— begin Provided entries —

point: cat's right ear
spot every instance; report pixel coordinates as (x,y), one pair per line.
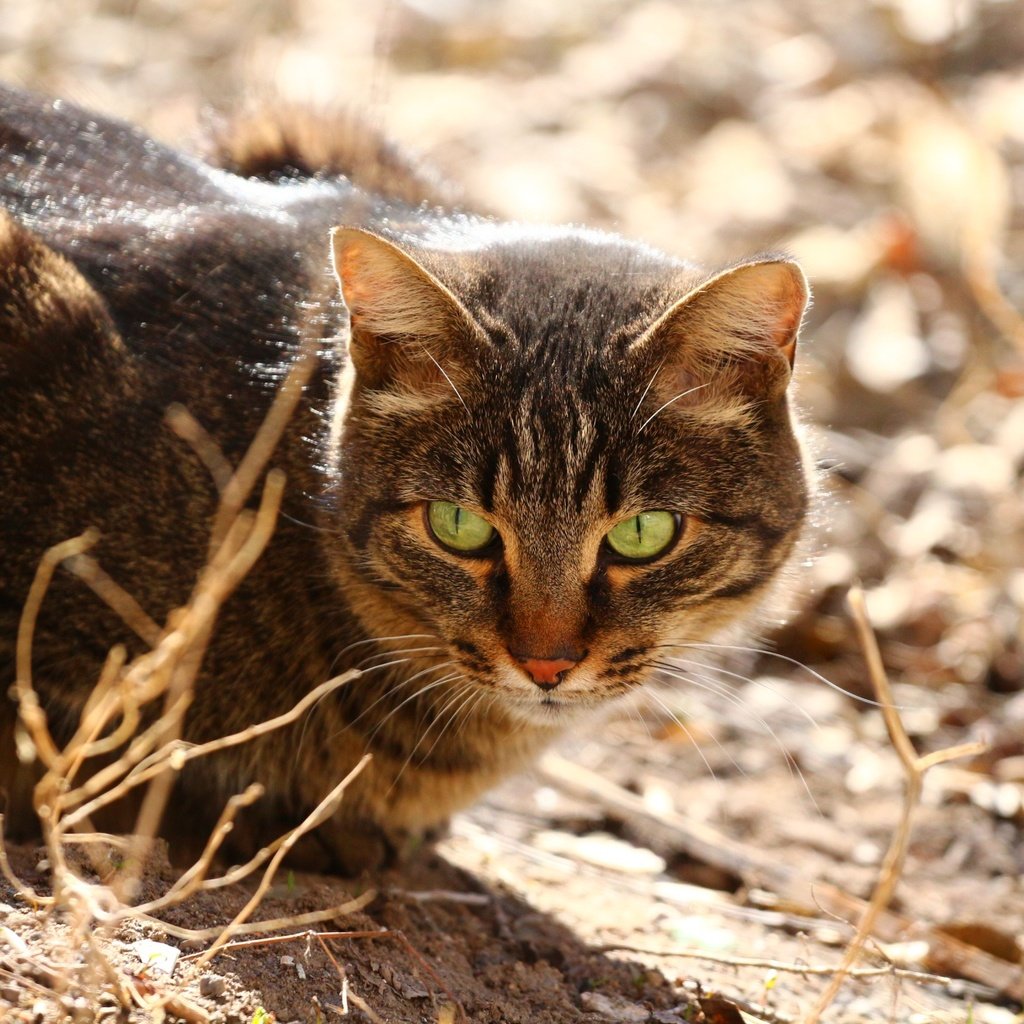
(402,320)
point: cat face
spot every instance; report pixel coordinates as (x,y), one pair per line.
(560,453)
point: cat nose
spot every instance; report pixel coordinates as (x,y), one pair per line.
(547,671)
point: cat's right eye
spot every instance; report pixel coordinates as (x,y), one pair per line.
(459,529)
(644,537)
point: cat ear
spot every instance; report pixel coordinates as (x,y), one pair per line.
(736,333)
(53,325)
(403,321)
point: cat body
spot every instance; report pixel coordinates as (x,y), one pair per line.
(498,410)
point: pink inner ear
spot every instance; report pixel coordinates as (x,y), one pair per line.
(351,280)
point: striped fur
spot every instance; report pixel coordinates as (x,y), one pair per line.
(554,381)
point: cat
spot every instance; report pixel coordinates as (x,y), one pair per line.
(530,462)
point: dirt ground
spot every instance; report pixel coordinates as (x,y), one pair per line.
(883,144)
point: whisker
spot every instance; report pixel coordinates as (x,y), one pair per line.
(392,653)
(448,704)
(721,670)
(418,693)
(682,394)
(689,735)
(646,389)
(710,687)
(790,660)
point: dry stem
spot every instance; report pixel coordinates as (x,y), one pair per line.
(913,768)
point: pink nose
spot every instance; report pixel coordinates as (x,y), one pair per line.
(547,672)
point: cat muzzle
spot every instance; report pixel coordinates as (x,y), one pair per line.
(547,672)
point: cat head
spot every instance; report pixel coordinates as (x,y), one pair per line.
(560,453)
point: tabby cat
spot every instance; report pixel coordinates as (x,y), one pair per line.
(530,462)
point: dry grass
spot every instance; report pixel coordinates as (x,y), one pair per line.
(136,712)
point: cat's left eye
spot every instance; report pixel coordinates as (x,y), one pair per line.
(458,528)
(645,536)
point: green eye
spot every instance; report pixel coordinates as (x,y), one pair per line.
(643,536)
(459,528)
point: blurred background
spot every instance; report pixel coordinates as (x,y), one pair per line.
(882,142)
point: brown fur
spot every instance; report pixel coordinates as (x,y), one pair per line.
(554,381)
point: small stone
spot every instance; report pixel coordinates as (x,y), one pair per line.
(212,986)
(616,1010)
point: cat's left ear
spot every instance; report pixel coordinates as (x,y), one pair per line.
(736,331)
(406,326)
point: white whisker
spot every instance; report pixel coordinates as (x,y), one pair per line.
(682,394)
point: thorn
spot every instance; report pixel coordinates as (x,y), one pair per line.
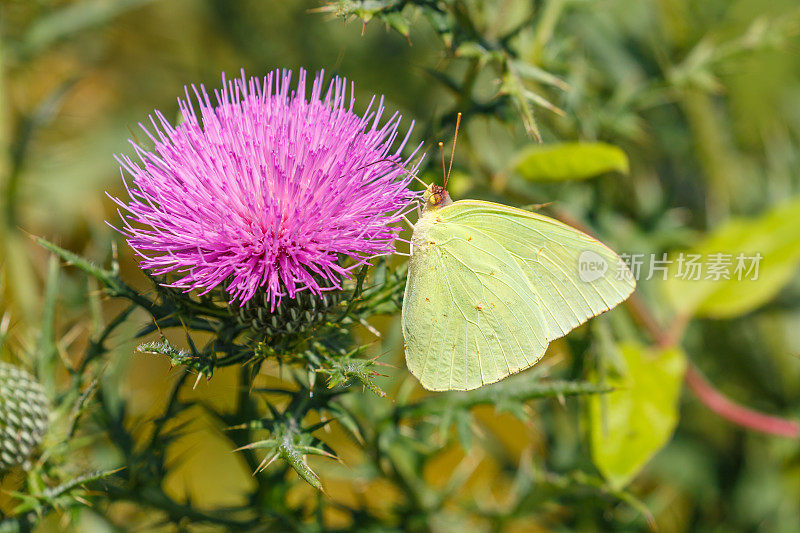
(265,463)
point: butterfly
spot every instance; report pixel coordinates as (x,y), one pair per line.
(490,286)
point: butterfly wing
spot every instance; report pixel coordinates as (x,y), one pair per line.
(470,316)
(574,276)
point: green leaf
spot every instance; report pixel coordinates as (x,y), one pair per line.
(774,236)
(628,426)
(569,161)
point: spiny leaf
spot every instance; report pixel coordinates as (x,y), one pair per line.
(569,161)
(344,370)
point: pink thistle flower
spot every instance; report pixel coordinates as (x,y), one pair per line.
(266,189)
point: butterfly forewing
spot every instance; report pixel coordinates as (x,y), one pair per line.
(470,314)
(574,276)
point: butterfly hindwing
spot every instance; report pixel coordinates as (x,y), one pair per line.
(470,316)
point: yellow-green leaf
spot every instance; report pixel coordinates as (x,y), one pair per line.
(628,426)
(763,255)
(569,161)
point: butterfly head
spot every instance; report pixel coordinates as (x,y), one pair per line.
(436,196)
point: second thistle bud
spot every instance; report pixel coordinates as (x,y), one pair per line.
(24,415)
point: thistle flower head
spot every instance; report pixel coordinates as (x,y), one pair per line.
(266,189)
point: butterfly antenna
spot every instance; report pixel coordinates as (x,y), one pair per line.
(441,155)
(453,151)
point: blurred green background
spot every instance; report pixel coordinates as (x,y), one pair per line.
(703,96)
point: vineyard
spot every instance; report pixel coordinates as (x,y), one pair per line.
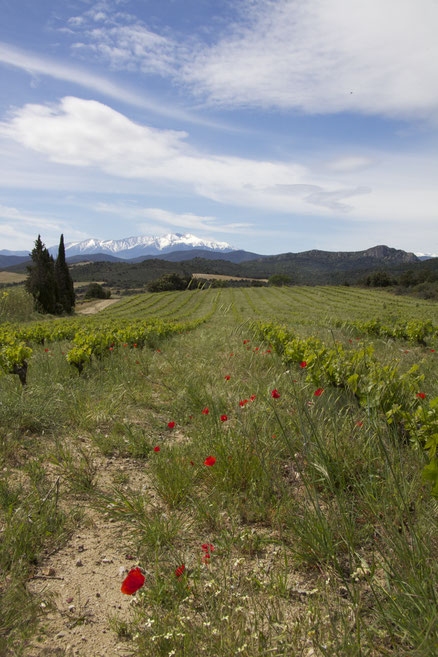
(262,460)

— end Provided entries —

▸ **Problem to work on**
Copy out all the data exactly; skip the pictures.

▸ **Complete output**
point: cat's right ear
spot every instance; report pixel coordinates as (x,y), one pair per line.
(402,320)
point: cat face
spot every instance; report pixel coordinates as (x,y), one pair per line.
(560,453)
point: cat nose
spot every instance; report pixel coordinates as (x,y), one pair per line.
(547,671)
point: cat's right eye
spot every instance; report pixel coordinates as (x,y), one pair per line.
(459,529)
(644,537)
point: cat ear
spot every instance; report pixel coordinates as (x,y), one pair per line.
(736,333)
(53,325)
(403,321)
point: cat body
spot every instance; report pixel coordinates as (x,y), one pair per line.
(498,410)
point: pink inner ear
spot every instance; report pixel coordinates as (x,y), one pair per line.
(351,280)
point: striped fur
spot every instance; report pixel coordinates as (x,y), one pair per line.
(554,381)
point: cat
spot every instance; report pixel coordinates as (x,y), one pair per line.
(530,462)
point: dirt ground
spot every instance; report pixel coordinates as (x,y), one pair per line.
(883,144)
point: whisker
spot every instance; report pixel coordinates as (x,y), one pair per line.
(392,653)
(448,704)
(721,670)
(418,693)
(682,394)
(689,735)
(646,389)
(710,687)
(790,660)
point: dry stem
spot every instance; report pixel coordinates as (x,y), one pair per line.
(913,768)
point: pink nose
spot every instance; report pixel coordinates as (x,y), one pair per line.
(547,672)
point: cat muzzle
spot every instance; report pixel coordinates as (x,y), one pair per line.
(547,672)
point: cat head
spot every instance; report pixel coordinates as (x,y), one pair per line.
(560,453)
point: tabby cat
spot every instance; report pixel coordinates as (x,y), one pair per line.
(530,462)
point: dry grass
spot every instance; report pixel coordinates as (x,y), one pair per line.
(136,712)
point: cat's left eye
spot every instance; report pixel coordinates as (x,y), one pair per line.
(458,528)
(645,536)
point: green eye
spot every instance; report pixel coordinates as (x,y), one pair per line.
(643,536)
(459,528)
point: blurred background
spot every instance; report pixel coordinates as (x,y), one pair per line.
(882,142)
point: brown fur
spot every instance; report pixel coordinates as (x,y), one pair per line.
(554,381)
point: small stone
spot every instance; report pixel coordinates as (x,y), one pair per line.
(212,986)
(616,1010)
point: cat's left ear
spot every instance; report pixel coordinates as (x,y), one pair per line.
(736,331)
(406,326)
point: white whisker
spot every instance; report pixel coordinates as (x,y), one pair per line.
(682,394)
point: thorn
spot every instance; report pixel coordinates as (x,y), one pair per line.
(265,463)
point: butterfly
spot every instance; report pixel coordinates as (x,y), one pair per line.
(490,286)
point: butterfly wing
spot every instance; report pixel coordinates as (x,y), one pair per line.
(470,316)
(574,276)
point: green leaf
spot every instance; report pixel coordinates as (x,y), one pair per line.
(774,236)
(628,426)
(569,161)
point: spiny leaf
spot every instance; report pixel coordinates as (x,y), one pair per line.
(569,161)
(344,370)
point: pink thistle flower
spot every instance; report pixel coordinates as (x,y), one pair per line.
(266,189)
point: butterfly forewing
spot every instance; report pixel coordinates as (x,y), one pair per line.
(470,314)
(574,276)
point: butterfly hindwing
spot every instance; report pixel coordinates as (x,y), one pair per line.
(470,316)
point: yellow-green leaf
spot every instance; report pixel coordinates as (x,y), one pair per line.
(628,426)
(763,255)
(569,161)
point: butterfly head
spot every instance; report pixel coordinates as (x,y), one pair per line.
(436,196)
point: second thistle bud
spot every instance; report pixel coordinates as (x,y), one pair per line.
(24,415)
point: thistle flower head
spot every instance; report pixel coordinates as (x,y), one pair per line.
(266,189)
point: butterfly antenna
spot every instance; report pixel coordinates as (x,y), one pair per line.
(441,155)
(453,151)
point: blurred green background
spot every instance; report pixel coordinates as (x,y), one pair per line.
(703,96)
point: vineyard
spot every instance; report pixel coordinates as (x,y), one pair per line.
(262,460)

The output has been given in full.